*Exercise brief:*
Please reproduce exactly the line that contains "<point>104,166</point>" and every line after it through the end of the records below, adding nothing else.

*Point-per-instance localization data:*
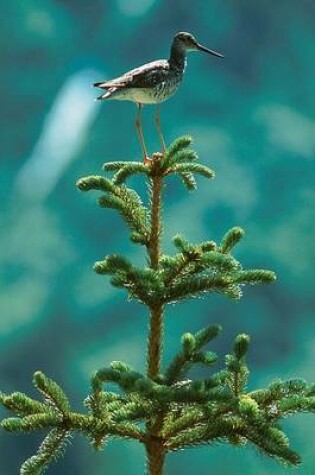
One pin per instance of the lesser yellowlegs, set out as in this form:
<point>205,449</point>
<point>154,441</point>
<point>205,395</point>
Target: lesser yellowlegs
<point>153,82</point>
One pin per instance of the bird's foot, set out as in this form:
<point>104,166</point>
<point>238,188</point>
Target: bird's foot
<point>147,160</point>
<point>157,156</point>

*Result of this exercise:*
<point>104,166</point>
<point>238,188</point>
Target: bird's foot
<point>147,160</point>
<point>157,156</point>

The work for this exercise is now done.